■ Action item A:
In the policy drafting tips, in what form must notices be furnished to hold an employee accountable for compliance?
■ Action item B:
Please reproduce the part of the policy drafting tips starting with "Policies should warn" and going on through "California’s various laws!".

■ Extract provided:
Tips for Drafting and Revising Your Compliant Policy
All employers should review their applicable leave policies (e.g., paid sick leave, PTO, or otherwise) to ensure compliance with the law. Employers electing to keep or implement a separate paid sick time policy may wish to include clear definitions of permissible usages and other related definitions from the statute itself to give clarity and avoid claims. Employers should adhere to the options for notice guaranteed in the statute, but supplement them with additional options and information. Such notices must be furnished in writing in order to hold any employee accountable for compliance. Employers also should craft their strategies not only for the remainder of 2017 but also for 2018 and beyond, as separate issues involving proration and defining benefit years face them now.
Policies should warn employees no retaliation will be tolerated and provide internal resources to address any concerns, especially while the nuances of the law are fleshed out in the coming months and years. For multi-state employers seeking a multi-state PST policy, keep a careful eye out for the Arizona nuances, some of which are even more detailed and nuanced than California’s various laws!

■ Extracted information:
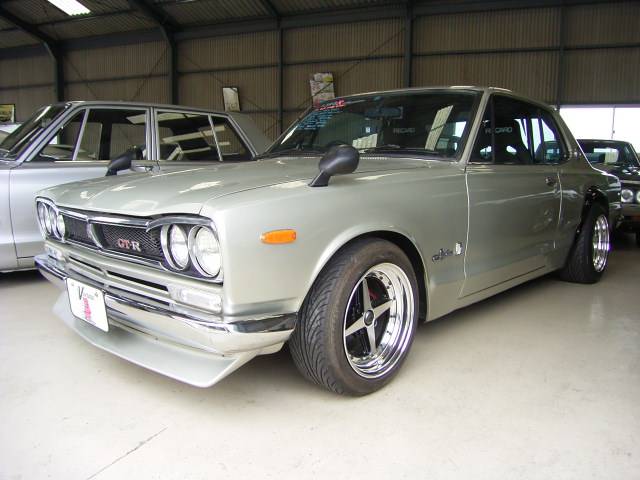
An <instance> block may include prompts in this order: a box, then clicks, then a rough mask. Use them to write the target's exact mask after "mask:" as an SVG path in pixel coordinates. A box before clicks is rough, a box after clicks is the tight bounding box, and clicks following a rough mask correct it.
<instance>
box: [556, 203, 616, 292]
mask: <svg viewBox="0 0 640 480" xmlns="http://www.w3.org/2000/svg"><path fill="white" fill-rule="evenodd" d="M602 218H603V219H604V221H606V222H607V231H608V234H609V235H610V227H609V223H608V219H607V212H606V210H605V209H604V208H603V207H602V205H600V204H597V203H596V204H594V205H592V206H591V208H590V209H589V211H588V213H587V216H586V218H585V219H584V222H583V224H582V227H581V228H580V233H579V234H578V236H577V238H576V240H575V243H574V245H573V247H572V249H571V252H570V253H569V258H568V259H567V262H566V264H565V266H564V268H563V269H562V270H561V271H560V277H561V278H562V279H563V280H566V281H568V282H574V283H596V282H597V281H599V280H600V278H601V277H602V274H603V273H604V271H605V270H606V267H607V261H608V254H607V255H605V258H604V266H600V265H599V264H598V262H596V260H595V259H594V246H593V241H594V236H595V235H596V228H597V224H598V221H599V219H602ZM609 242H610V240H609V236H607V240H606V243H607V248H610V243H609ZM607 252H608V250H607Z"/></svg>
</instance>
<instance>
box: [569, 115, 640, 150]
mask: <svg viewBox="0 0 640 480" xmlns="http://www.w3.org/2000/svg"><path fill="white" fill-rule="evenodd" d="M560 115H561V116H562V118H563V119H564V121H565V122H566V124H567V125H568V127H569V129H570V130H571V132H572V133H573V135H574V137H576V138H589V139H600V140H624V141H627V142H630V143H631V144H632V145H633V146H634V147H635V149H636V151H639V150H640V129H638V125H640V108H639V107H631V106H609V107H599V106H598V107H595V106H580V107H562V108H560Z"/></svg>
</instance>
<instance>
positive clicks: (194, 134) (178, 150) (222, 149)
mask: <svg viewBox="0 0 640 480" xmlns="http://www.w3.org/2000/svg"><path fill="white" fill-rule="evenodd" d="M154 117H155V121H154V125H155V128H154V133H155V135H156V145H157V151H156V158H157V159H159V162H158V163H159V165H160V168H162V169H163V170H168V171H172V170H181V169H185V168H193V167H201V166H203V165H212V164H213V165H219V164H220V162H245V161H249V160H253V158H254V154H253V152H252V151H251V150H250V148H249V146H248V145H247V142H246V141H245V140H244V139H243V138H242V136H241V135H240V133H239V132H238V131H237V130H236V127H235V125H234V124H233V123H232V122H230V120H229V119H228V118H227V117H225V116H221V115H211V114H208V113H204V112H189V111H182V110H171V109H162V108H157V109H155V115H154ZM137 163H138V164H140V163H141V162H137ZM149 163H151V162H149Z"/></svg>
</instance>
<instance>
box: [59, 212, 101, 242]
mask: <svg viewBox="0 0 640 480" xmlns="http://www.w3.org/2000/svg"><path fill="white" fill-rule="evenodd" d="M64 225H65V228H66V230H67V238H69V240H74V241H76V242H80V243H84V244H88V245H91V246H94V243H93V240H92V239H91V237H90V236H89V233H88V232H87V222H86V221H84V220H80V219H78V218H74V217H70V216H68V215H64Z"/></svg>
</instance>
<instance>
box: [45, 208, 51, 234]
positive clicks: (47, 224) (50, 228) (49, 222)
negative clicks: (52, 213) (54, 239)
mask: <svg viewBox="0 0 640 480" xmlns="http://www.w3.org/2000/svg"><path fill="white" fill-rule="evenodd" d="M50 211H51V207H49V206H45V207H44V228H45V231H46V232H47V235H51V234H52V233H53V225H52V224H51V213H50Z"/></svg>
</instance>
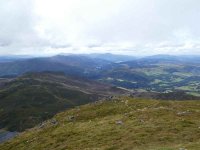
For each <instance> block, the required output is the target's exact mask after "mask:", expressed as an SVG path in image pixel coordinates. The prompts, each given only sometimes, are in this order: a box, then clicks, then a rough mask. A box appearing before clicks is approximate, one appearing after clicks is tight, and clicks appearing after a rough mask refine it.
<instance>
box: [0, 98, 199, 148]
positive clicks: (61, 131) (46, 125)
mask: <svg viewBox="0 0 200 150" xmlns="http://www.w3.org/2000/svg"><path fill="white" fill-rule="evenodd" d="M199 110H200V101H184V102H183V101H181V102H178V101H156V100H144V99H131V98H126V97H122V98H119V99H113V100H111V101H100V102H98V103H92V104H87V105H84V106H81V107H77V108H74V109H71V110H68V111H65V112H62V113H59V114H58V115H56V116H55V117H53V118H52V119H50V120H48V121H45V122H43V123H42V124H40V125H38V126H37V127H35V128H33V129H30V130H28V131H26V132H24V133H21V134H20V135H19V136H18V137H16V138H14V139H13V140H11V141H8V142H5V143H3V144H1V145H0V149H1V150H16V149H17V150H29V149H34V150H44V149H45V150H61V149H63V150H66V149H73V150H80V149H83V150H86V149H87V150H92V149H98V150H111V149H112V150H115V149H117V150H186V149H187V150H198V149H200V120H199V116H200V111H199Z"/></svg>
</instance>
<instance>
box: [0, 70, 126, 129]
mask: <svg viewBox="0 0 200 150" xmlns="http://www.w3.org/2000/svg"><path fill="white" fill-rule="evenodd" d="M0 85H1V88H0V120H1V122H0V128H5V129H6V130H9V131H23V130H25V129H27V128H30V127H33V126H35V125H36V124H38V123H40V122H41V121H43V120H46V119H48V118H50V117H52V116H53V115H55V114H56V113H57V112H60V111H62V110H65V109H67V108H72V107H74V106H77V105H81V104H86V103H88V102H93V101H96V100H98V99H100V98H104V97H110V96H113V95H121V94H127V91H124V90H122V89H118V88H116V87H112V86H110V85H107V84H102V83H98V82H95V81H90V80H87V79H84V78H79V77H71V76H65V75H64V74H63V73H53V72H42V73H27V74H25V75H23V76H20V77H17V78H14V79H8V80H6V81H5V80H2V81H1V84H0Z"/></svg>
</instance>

■ Written answer A:
In writing.

■ Written answer B:
Policies should warn employees no retaliation will be tolerated and provide internal resources to address any concerns, especially while the nuances of the law are fleshed out in the coming months and years. For multi-state employers seeking a multi-state PST policy, keep a careful eye out for the Arizona nuances, some of which are even more detailed and nuanced than California’s various laws!